**The problem:**
For the listing that follows, give again exactly the lines from the one with "[[492, 676], [930, 600], [48, 262], [454, 394]]" to the one with "[[347, 512], [957, 126]]", including both.
Content starts
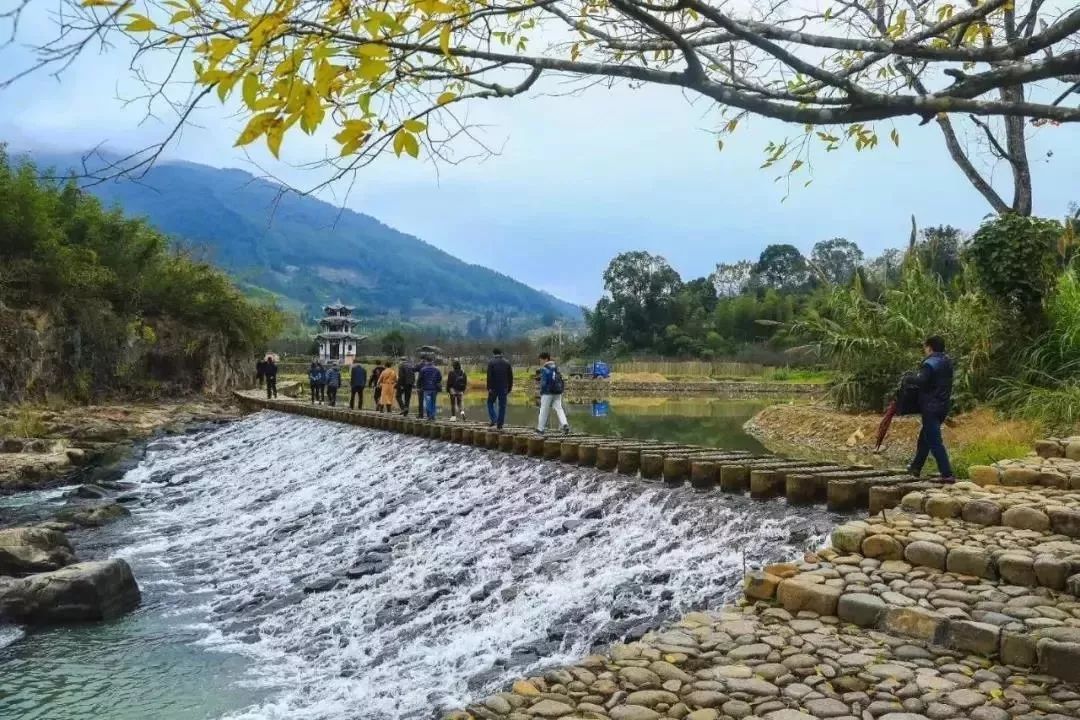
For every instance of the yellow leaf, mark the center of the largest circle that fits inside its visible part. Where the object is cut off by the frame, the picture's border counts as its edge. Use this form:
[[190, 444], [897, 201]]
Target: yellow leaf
[[225, 84], [312, 113], [219, 48], [255, 127], [251, 90], [274, 133], [373, 50], [444, 39], [372, 69], [412, 146], [140, 24]]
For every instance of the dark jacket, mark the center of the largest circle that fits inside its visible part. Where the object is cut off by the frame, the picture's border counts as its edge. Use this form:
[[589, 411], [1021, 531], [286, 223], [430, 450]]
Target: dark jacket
[[406, 375], [547, 379], [500, 376], [431, 378], [457, 381], [935, 384]]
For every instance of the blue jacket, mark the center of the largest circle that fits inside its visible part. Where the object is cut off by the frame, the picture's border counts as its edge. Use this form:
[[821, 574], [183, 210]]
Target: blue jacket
[[935, 384], [547, 376], [430, 379]]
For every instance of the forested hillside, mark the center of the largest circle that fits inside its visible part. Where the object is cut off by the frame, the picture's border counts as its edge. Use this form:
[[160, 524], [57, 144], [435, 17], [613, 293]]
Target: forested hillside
[[311, 252]]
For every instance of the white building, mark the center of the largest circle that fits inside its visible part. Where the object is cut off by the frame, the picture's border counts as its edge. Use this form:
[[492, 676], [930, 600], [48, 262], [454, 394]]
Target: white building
[[336, 338]]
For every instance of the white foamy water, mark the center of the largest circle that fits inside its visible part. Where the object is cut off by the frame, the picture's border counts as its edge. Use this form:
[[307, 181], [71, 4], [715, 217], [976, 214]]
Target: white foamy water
[[470, 567]]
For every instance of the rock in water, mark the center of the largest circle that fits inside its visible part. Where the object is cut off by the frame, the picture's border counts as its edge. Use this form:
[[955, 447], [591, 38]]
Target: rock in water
[[27, 551], [83, 592], [93, 514]]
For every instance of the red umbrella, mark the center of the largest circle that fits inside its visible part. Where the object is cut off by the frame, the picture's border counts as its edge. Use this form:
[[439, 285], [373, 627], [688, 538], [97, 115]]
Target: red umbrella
[[890, 412]]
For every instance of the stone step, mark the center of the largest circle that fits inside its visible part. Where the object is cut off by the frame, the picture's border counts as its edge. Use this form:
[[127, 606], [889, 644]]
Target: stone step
[[1015, 625], [1058, 447], [1044, 510], [705, 467], [1028, 557], [760, 662], [1055, 472]]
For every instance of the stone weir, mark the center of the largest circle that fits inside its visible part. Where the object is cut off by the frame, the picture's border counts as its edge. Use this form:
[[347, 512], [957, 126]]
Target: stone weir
[[961, 603], [842, 488]]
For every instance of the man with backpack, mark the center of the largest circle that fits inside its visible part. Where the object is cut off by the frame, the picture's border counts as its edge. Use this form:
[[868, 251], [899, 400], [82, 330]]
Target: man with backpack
[[270, 372], [551, 394], [457, 381], [500, 383], [358, 379], [333, 382], [431, 384], [316, 381], [373, 382], [406, 380], [934, 382]]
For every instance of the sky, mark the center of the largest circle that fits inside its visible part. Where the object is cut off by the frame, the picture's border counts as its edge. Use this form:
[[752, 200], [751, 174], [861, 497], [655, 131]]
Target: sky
[[577, 179]]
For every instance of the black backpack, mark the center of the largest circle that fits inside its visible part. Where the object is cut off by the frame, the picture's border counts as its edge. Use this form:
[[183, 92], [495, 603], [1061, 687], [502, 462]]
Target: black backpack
[[907, 394], [557, 384]]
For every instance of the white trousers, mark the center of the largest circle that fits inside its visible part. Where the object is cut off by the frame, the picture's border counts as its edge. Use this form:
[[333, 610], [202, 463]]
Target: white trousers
[[547, 403]]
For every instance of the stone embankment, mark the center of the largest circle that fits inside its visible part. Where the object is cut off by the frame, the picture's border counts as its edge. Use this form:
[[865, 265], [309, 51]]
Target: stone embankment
[[948, 609], [765, 477]]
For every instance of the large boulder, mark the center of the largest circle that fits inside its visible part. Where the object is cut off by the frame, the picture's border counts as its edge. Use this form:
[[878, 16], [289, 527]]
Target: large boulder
[[27, 551], [83, 592], [93, 514]]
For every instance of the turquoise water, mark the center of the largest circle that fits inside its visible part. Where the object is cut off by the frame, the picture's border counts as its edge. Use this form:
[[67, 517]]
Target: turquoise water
[[234, 522]]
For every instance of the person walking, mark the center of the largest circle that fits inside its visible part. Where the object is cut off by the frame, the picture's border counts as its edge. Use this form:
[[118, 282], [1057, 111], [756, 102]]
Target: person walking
[[270, 372], [333, 382], [388, 381], [457, 382], [551, 394], [315, 379], [406, 380], [374, 383], [500, 383], [358, 379], [934, 382], [431, 384]]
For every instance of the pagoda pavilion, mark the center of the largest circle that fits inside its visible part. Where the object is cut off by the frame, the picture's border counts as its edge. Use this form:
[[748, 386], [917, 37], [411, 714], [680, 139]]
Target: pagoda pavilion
[[336, 338]]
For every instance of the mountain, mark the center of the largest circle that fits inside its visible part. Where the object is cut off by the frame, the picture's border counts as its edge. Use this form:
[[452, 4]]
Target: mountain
[[310, 252]]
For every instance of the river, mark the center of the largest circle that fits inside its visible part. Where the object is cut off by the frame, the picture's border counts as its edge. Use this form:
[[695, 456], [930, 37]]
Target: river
[[301, 569]]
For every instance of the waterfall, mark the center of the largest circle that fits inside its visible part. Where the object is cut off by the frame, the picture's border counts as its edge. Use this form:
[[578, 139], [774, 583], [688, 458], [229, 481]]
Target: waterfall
[[369, 574]]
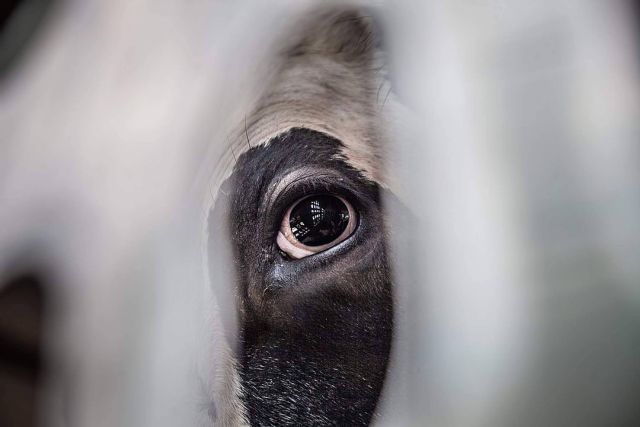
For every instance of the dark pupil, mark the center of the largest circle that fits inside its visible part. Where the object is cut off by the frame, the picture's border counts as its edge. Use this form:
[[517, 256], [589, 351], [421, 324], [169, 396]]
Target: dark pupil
[[319, 220]]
Content ends
**Written reply:**
[[492, 676], [930, 600], [48, 262], [454, 394]]
Target: white building
[[336, 338]]
For every instance of the white foamy water, mark the center of the largest circle that fits inside its visible part. Where the object is cut off by the frame, the picture's border counts as its edge. Use this form:
[[307, 181], [71, 4], [715, 217], [976, 214]]
Target: white foamy water
[[470, 567]]
For every instance of the rock in water, mark the center of the largest circle that fits inside its visible part. Where the object is cut off by the frame, the picture's border counts as its edge. Use this form:
[[955, 447], [591, 38]]
Target: rock in water
[[27, 551], [83, 592], [93, 514]]
For every instance of the red umbrella, mark the center of the largest circle that fits inside its visible part. Where the object is cut off by the frame, the picture's border counts as its edge. Use this form:
[[439, 285], [373, 627], [688, 538], [97, 115]]
Target: red umbrella
[[890, 412]]
For every instance of the stone step, mark the center of the largest circle that fits inside its visible part. Where the object is cut off by the frame, the picture's border counts as its edge. Use this form:
[[127, 606], [889, 644]]
Target: stone step
[[1015, 625], [1058, 447], [1044, 510], [705, 467], [1028, 557], [760, 662], [1055, 472]]
For every instance of the stone weir, mark the center of the largest circle that fits inside its visible part. Where the object is cut off by the frame, the picture's border counts as its edge. Use this form:
[[347, 512], [957, 126]]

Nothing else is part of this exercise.